-- What to work on --
Output every record below precisely as it is written.
■ ■ ■ ■ ■
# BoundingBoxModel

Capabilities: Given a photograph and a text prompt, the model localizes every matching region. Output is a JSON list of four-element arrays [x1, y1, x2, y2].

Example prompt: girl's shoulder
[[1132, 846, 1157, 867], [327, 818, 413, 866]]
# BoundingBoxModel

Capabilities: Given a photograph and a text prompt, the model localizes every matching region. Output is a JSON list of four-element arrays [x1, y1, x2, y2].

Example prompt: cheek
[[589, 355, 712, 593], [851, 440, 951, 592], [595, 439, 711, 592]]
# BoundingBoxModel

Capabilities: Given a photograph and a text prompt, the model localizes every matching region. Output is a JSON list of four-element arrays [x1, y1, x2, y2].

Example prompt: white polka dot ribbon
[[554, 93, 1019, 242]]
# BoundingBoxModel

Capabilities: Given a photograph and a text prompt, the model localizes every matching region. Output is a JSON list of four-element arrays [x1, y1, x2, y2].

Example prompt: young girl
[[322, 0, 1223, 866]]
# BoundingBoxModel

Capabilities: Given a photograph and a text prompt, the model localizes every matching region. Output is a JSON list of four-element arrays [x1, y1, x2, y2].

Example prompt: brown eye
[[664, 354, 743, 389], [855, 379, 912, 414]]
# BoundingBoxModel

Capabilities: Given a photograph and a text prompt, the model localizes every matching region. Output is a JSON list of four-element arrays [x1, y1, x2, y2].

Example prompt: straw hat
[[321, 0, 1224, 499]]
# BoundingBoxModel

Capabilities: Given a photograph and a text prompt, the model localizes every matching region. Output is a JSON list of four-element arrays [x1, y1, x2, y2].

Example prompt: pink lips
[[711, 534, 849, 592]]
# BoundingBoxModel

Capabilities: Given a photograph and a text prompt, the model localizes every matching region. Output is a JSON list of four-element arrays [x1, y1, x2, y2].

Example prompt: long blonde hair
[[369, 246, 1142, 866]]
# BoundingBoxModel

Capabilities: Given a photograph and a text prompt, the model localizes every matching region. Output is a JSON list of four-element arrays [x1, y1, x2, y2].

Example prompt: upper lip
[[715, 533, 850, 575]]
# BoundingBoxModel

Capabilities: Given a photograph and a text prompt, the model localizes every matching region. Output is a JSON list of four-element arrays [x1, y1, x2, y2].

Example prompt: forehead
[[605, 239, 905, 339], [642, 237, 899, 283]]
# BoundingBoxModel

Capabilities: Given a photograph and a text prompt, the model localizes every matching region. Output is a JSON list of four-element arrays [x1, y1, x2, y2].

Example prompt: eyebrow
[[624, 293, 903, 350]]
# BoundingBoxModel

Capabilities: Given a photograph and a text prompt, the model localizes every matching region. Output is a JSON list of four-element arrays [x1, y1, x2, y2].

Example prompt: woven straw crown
■ ■ ■ ■ ■
-- Output below --
# BoundingBoxModel

Capabilities: Given a photograph and a text prompt, the model localizes every matching region. Output is a JSON list of four-element arrays [x1, y1, x2, y2].

Example prompt: girl's shoulder
[[1132, 846, 1157, 867], [327, 818, 413, 866]]
# BoundingBoxModel

Capabilities: Given a photograph and a text prompt, the model localizes every matching region. Output is a JSON list of four-element arrays [x1, y1, x2, y2].

Example prompt: cheek
[[589, 355, 712, 593], [851, 440, 951, 592], [595, 439, 711, 592]]
# BoundingBoxModel

Capabilities: Given a photograph and a text prompt, the model localizes every matching region. Output is a JSON list of four-element arrays [x1, y1, x2, y2].

Example prompt: white polka dot ribbon
[[554, 93, 1019, 242]]
# BoundingBoxModel

Capabilities: Given a photograph and a text prompt, the model localizes every matching region. Output is a JSON list of four-element arrays [x1, y1, x2, y2].

Example prompt: young girl
[[322, 0, 1223, 866]]
# BoundingBoxModel

Capabilities: Given a photograph and a text prompt, the model localizes every matching region. Output is a JSON list of four-element arrays [x1, y1, x2, y2].

Example prompt: brown eye
[[664, 354, 743, 389], [855, 379, 912, 414]]
# BoundingBoxModel

Capabilities: Given a photograph and a text prompt, the model localizes every matching region. Output is a JSON list of four-element arrays [x1, y1, x2, y2].

Example prompt: straw hat
[[321, 0, 1224, 499]]
# BoundingBoxModel

Capabilities: Given a photograph and a text prompt, the model localizes every matching region. Output is a JSON list of four-element arrays [x1, y1, x2, y2].

Example prompt: pink lips
[[711, 534, 849, 592]]
# BoundingBoxModel

Capabilities: Given a photograph and a text prompt, the model localizes every matching region. Output is a JSON list of four-element arrays [x1, y1, x2, y2].

Example prompt: long blonde hair
[[369, 246, 1142, 866]]
# BoundingBoxModel

Capabilities: Given a photograph and a text prompt, the model localizes every matching region. Output is a JSON list of four-element arrays [x1, y1, x2, y2].

Example prompt: upper lip
[[715, 533, 850, 575]]
# BoundingBoxModel

Capabilities: Given a photograph and a text prompt, the model localizes every matching region. Output is a JSON list of four-element arrays [x1, y1, x2, y2].

Example prompt: forehead
[[605, 239, 905, 339], [642, 237, 899, 283]]
# BoundingBoxModel

Capabilities: Given a photograph and a text prompt, the model localizes every matching region. Output is a JSON list of four-element arrays [x1, y1, x2, y2].

Example prompt: eyebrow
[[624, 293, 903, 350]]
# BoundingBoxModel

Capabilities: Given a photograph and a text prompt, the model localizes every matching region. Output is a JSON list of four-element arrays [x1, y1, x2, y2].

Example prompt: woven straw crown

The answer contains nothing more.